_DATA FOR REVIEW_
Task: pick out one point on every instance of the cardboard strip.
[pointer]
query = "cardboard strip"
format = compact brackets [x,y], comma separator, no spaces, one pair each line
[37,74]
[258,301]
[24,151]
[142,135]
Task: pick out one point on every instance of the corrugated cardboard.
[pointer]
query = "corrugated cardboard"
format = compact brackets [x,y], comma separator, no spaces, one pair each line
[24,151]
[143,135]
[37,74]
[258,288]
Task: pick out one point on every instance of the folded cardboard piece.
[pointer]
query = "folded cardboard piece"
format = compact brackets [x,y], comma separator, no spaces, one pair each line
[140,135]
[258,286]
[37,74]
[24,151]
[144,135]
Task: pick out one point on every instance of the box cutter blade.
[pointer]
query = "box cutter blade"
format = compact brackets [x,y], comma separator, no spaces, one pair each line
...
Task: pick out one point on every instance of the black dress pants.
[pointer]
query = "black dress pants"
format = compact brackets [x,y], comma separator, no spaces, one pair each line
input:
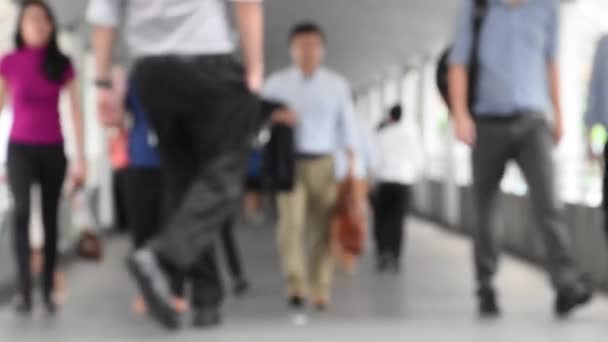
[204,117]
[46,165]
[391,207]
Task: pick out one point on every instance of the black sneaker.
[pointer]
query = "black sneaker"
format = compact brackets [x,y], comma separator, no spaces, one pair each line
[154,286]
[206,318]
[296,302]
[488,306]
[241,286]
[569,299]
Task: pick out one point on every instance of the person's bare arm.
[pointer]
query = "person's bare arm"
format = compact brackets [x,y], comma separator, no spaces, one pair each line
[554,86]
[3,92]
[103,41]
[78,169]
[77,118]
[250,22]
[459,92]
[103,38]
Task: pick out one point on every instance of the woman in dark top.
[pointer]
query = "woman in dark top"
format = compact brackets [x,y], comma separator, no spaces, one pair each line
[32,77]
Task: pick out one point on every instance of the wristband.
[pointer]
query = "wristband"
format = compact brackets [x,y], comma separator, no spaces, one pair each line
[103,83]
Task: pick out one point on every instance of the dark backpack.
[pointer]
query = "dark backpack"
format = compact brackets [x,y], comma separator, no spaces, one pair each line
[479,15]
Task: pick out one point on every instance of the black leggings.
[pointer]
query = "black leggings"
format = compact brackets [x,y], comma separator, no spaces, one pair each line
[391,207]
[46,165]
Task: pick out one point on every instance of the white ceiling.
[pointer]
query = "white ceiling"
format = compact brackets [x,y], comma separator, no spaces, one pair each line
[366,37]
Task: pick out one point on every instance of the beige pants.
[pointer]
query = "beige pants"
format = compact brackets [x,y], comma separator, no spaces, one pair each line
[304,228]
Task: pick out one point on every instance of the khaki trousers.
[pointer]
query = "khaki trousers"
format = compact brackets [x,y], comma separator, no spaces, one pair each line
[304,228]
==
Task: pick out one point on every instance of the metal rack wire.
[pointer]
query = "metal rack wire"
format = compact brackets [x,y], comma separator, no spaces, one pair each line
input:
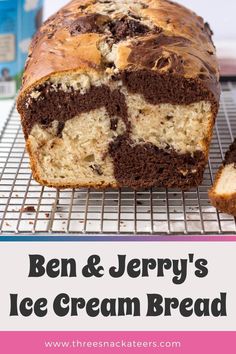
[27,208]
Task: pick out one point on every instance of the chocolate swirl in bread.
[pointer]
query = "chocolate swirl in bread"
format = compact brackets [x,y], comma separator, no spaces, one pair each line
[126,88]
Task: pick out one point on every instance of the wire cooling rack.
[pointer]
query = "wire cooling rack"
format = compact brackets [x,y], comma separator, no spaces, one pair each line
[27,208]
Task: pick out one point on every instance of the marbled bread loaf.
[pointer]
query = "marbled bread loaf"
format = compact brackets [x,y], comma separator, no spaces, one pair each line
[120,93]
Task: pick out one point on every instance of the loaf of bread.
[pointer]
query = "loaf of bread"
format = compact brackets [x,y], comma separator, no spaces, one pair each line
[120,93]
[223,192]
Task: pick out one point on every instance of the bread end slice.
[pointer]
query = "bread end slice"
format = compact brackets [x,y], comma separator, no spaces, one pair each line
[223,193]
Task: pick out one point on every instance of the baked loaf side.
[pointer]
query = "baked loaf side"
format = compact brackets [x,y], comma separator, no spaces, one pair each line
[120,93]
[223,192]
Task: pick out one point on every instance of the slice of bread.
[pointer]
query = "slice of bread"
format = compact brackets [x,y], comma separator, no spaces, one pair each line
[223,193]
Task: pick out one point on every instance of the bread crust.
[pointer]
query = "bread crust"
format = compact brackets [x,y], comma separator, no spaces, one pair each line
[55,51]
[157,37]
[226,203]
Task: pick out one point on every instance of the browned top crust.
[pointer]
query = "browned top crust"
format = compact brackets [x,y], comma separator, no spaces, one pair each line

_REQUIRED WORK_
Gather each line of the listing containing the word "slice" and show it.

_SOLUTION TO THIS EXERCISE_
Task: pick out one point on every instance of the bread end slice.
query = "bread end slice"
Task: pick out one point on every instance of the slice of bread.
query = "slice of bread"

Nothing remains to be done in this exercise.